--- Available records ---

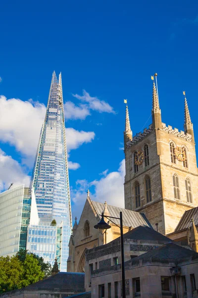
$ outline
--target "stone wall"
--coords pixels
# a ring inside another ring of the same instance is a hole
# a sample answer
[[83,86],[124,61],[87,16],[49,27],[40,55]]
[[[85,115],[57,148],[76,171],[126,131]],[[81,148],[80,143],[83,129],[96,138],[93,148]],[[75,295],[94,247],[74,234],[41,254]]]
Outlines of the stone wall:
[[[125,148],[126,175],[124,183],[125,208],[144,213],[156,229],[163,234],[173,231],[186,210],[198,206],[198,175],[195,144],[190,135],[177,129],[166,128],[162,124],[160,129],[147,130],[148,133],[140,135],[136,142],[129,142]],[[182,161],[176,159],[175,164],[171,161],[169,144],[173,142],[175,146],[185,146],[187,152],[188,168]],[[144,146],[148,146],[149,164],[145,166],[145,162],[134,172],[134,153],[143,150]],[[180,201],[175,199],[173,175],[177,173],[179,179]],[[151,181],[152,201],[146,199],[145,178],[149,176]],[[191,182],[192,203],[187,202],[185,179]],[[135,184],[140,184],[141,207],[136,208]],[[160,202],[161,201],[161,202]]]

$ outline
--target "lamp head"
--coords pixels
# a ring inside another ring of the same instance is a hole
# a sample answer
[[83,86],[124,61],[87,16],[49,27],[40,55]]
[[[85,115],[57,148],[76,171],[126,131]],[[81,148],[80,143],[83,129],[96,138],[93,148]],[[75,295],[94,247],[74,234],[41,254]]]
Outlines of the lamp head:
[[105,222],[103,212],[102,212],[101,216],[100,221],[94,227],[98,229],[100,233],[103,234],[107,229],[110,228],[111,226]]

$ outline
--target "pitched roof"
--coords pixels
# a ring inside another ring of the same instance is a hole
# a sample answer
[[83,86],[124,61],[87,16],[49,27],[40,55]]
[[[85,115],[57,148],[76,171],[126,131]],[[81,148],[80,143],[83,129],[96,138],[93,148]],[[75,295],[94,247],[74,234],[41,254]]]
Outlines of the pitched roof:
[[[66,297],[68,297],[68,296],[65,296],[65,297],[63,297],[63,298],[66,298]],[[70,298],[74,298],[75,297],[79,297],[79,298],[91,298],[91,292],[84,292],[83,293],[80,293],[79,294],[75,294],[75,295],[69,296]]]
[[24,290],[52,290],[69,291],[74,293],[83,292],[85,287],[85,274],[74,272],[58,272],[42,281],[24,288]]
[[125,239],[134,239],[137,240],[156,240],[165,242],[172,242],[173,240],[154,229],[150,228],[147,225],[137,226],[127,233],[124,234]]
[[192,257],[194,259],[198,259],[198,253],[194,250],[187,249],[171,242],[159,246],[157,248],[150,250],[138,257],[136,257],[126,263],[132,262],[133,265],[138,263],[139,260],[143,261],[158,261],[161,263],[167,262],[181,262],[185,259]]
[[195,224],[198,225],[198,207],[193,208],[185,212],[181,219],[175,232],[188,228],[192,226],[192,219],[193,217]]
[[[100,215],[103,212],[105,204],[99,203],[99,202],[95,202],[91,200],[91,204],[96,211],[96,213],[100,218]],[[132,227],[136,227],[139,225],[145,224],[150,228],[152,228],[152,226],[147,220],[145,215],[142,213],[128,210],[128,209],[124,209],[120,207],[116,207],[111,205],[107,205],[108,210],[109,212],[109,216],[119,218],[120,212],[122,212],[122,220],[123,225],[125,226],[132,226]],[[119,220],[112,220],[114,223],[116,224],[120,224]]]

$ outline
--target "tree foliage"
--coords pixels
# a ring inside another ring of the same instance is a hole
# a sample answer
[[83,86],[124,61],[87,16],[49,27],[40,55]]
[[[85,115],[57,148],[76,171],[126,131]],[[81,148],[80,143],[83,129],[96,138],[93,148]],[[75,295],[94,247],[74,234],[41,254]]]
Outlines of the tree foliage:
[[26,287],[51,274],[48,262],[27,250],[20,250],[12,257],[0,257],[0,293]]
[[51,225],[52,226],[55,226],[56,225],[56,222],[55,220],[53,220],[51,223]]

---

### Given task
Copy the data exactly. Any picture it contains is to be omitted.

### Correct output
$ outline
--target "stone wall"
--coords pixels
# a ring inside another ring of the same instance is a hole
# a sample answer
[[83,86],[124,61],[87,16],[49,27],[40,55]]
[[[85,115],[57,148],[76,171],[126,131]],[[81,148],[80,143],[83,129],[96,138],[93,148]],[[75,295],[94,247],[74,234],[41,254]]]
Outlines of the stone wall:
[[[125,148],[126,175],[124,183],[125,208],[144,213],[156,229],[163,234],[173,231],[186,210],[198,206],[198,175],[195,144],[190,135],[177,129],[166,128],[162,124],[160,129],[147,130],[148,133],[140,135],[136,142],[129,142]],[[182,161],[176,159],[175,164],[171,161],[169,144],[173,142],[175,146],[185,146],[187,152],[188,168]],[[144,146],[148,146],[149,164],[145,166],[145,162],[134,172],[134,153],[143,150]],[[180,201],[175,199],[173,175],[177,173],[179,179]],[[151,181],[152,201],[146,199],[145,178],[149,176]],[[191,182],[192,203],[187,202],[185,179]],[[135,184],[140,184],[141,207],[136,208]],[[160,202],[161,201],[161,202]]]

$ outline
--target "lamp head"
--coords pixels
# a ring inside another ring of the same instance is a hole
# a sample answer
[[83,86],[124,61],[87,16],[49,27],[40,55]]
[[[85,115],[57,148],[76,171],[126,131]],[[81,148],[80,143],[83,129],[96,138],[93,148]],[[75,295],[94,247],[74,234],[41,254]]]
Outlines of the lamp head:
[[105,222],[103,212],[102,212],[101,216],[100,221],[94,227],[98,229],[100,233],[103,234],[107,229],[110,228],[111,226]]

$ outline
--target "pitched roof"
--coords pixels
# a ring inside another ring of the same instance is a hole
# a sample answer
[[83,86],[124,61],[87,16],[49,27],[40,55]]
[[[85,115],[57,148],[76,171],[126,131]],[[81,148],[80,143],[83,129],[96,138],[93,148]],[[75,295],[94,247],[74,234],[41,254]]]
Outlines of the pitched roof:
[[[66,297],[68,297],[68,296],[65,296],[65,297],[63,297],[63,298],[66,298]],[[70,298],[74,298],[75,297],[79,297],[79,298],[91,298],[91,292],[84,292],[83,293],[80,293],[79,294],[75,294],[75,295],[69,296]]]
[[24,290],[52,290],[69,291],[74,293],[83,292],[85,287],[85,274],[74,272],[58,272],[42,281],[24,288]]
[[125,239],[134,239],[137,240],[156,240],[165,242],[172,242],[173,240],[154,229],[150,228],[147,225],[137,226],[127,233],[124,234]]
[[192,257],[194,259],[198,259],[198,253],[194,250],[187,249],[171,242],[159,246],[157,248],[150,250],[138,257],[136,257],[126,263],[132,262],[133,265],[138,263],[139,260],[143,261],[158,261],[161,263],[167,262],[181,262],[185,259]]
[[195,224],[198,225],[198,207],[193,208],[185,212],[181,219],[175,232],[188,228],[192,226],[192,219],[193,217]]
[[[100,215],[103,212],[105,204],[99,203],[99,202],[95,202],[91,200],[91,204],[96,211],[96,213],[100,218]],[[132,227],[136,227],[139,225],[145,224],[150,228],[152,228],[152,226],[147,220],[145,215],[142,213],[128,210],[128,209],[124,209],[120,207],[116,207],[111,205],[107,205],[108,210],[109,212],[109,216],[119,218],[120,212],[122,212],[122,220],[123,225],[125,226],[132,226]],[[119,220],[112,220],[114,223],[116,224],[120,224]]]

$ outline
--target "tree foliage"
--coords pixels
# a ring inside another ring of the same instance is a hole
# a sample answer
[[83,86],[124,61],[87,16],[49,27],[40,55]]
[[[85,115],[57,148],[76,171],[126,131]],[[81,148],[80,143],[83,129],[96,138],[93,148]],[[75,295],[94,247],[74,234],[41,254]]]
Outlines of the tree foliage:
[[26,287],[51,274],[48,262],[27,250],[20,250],[12,257],[0,257],[0,293]]
[[51,225],[52,226],[55,226],[56,225],[56,222],[55,220],[53,220],[51,223]]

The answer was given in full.